> _Referring expression data_
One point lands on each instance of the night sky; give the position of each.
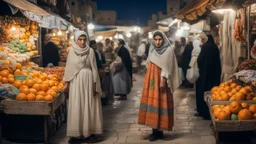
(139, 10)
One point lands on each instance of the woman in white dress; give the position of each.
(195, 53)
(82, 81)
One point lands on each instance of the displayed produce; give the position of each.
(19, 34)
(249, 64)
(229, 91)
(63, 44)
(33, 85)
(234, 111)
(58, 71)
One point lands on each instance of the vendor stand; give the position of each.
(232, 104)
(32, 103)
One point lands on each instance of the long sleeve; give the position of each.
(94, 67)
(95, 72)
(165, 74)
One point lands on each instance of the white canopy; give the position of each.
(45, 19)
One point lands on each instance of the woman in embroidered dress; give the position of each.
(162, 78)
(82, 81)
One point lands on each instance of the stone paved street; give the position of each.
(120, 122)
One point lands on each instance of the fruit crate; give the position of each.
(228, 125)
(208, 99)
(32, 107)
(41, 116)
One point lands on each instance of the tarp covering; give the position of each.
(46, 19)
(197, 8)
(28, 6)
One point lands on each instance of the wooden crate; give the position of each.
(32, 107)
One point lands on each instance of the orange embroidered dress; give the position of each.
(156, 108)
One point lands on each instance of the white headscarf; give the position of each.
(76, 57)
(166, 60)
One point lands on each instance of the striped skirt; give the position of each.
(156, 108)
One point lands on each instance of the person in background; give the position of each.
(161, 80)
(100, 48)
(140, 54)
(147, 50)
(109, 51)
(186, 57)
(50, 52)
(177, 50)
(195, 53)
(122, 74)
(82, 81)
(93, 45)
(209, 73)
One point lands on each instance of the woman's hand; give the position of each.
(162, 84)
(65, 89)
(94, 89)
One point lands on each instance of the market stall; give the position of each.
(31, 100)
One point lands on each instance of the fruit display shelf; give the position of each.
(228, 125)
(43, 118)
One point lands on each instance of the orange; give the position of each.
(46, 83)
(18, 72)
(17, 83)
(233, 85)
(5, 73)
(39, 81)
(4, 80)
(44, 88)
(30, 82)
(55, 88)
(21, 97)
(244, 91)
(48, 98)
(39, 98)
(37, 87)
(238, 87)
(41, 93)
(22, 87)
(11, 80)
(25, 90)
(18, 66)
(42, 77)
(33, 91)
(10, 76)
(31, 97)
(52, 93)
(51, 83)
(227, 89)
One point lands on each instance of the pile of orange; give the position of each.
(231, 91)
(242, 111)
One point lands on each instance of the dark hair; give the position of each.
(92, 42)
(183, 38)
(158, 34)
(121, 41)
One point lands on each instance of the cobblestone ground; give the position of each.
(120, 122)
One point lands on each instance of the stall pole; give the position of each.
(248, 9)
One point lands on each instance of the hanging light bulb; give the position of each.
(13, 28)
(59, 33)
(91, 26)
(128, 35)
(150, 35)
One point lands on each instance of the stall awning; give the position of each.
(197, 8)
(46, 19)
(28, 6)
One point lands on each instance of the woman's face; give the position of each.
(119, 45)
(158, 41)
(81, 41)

> _Exercise description_
Copy out all the data exactly; skip the pictures.

> _Answer area_
One point lands on each instance of the night sky; give the position of each.
(139, 10)
One point lands on each instance of the woman in white dress; give the position of each.
(195, 53)
(82, 81)
One point lands on each instance of the displayed produce; give the position of each.
(19, 34)
(249, 64)
(229, 91)
(63, 44)
(33, 85)
(234, 111)
(58, 71)
One point lands on each instance of the vendor stand; give the position of each.
(232, 104)
(32, 103)
One point lands on each instance of the long sleeve; give the position of each.
(94, 67)
(95, 72)
(165, 74)
One point lands on each instance of the white canopy; give the position of each.
(45, 19)
One point lands on each instance of the woman in embroidered dress; give the position of each.
(162, 78)
(82, 81)
One point lands on each instance of the stone paved street; give the position of each.
(120, 122)
One point lands on each instance of the fruit crate; give the position of each.
(228, 125)
(208, 99)
(32, 107)
(41, 116)
One point lands on each instance of the tarp covering; give the position of each.
(46, 19)
(197, 8)
(28, 6)
One point lands on each instance of the wooden crate; give the position of each.
(32, 107)
One point lands on each instance of the orange embroidered dress; give the position of each.
(156, 108)
One point lands on each instance of the white headscarf; give the position of each.
(76, 57)
(166, 60)
One point lands on each instance of the striped skirt; give the position of each.
(156, 108)
One point lands on each instance of the person in background; give the position of each.
(161, 80)
(100, 48)
(140, 54)
(147, 50)
(109, 51)
(186, 57)
(50, 52)
(177, 50)
(195, 53)
(122, 74)
(82, 81)
(93, 45)
(209, 73)
One point lands on each instance of the woman's hand; give the position of each.
(162, 84)
(65, 89)
(94, 89)
One point lands on each instance of the market stall; give the position of each.
(31, 100)
One point lands on each instance of the fruit display shelf; give the position of each.
(228, 125)
(43, 118)
One point lands on each instance of the orange; give the position of each.
(46, 83)
(18, 72)
(17, 83)
(233, 85)
(5, 73)
(39, 81)
(4, 80)
(44, 88)
(30, 82)
(55, 88)
(21, 97)
(244, 91)
(48, 98)
(39, 98)
(37, 87)
(238, 87)
(41, 93)
(22, 87)
(11, 80)
(25, 90)
(18, 66)
(42, 77)
(33, 91)
(10, 76)
(31, 97)
(52, 93)
(51, 83)
(227, 89)
One point lands on each instance of the pile of orange; give the position of each.
(231, 91)
(242, 111)
One point lands on each instance of the dark hair; give the position of each.
(92, 42)
(183, 38)
(158, 34)
(121, 41)
One point lands on each instance of the cobblestone ground; give the position of each.
(120, 122)
One point lands on each instance of the stall pole; give the position of each.
(248, 9)
One point lands on each instance of the hanging light bulb; give the position of each.
(13, 28)
(59, 33)
(91, 26)
(128, 35)
(150, 35)
One point lands on each instance of the stall awning; give the position of each.
(197, 8)
(46, 19)
(28, 6)
One point lands on each instance of the woman's face; give the position of each.
(119, 45)
(158, 41)
(81, 41)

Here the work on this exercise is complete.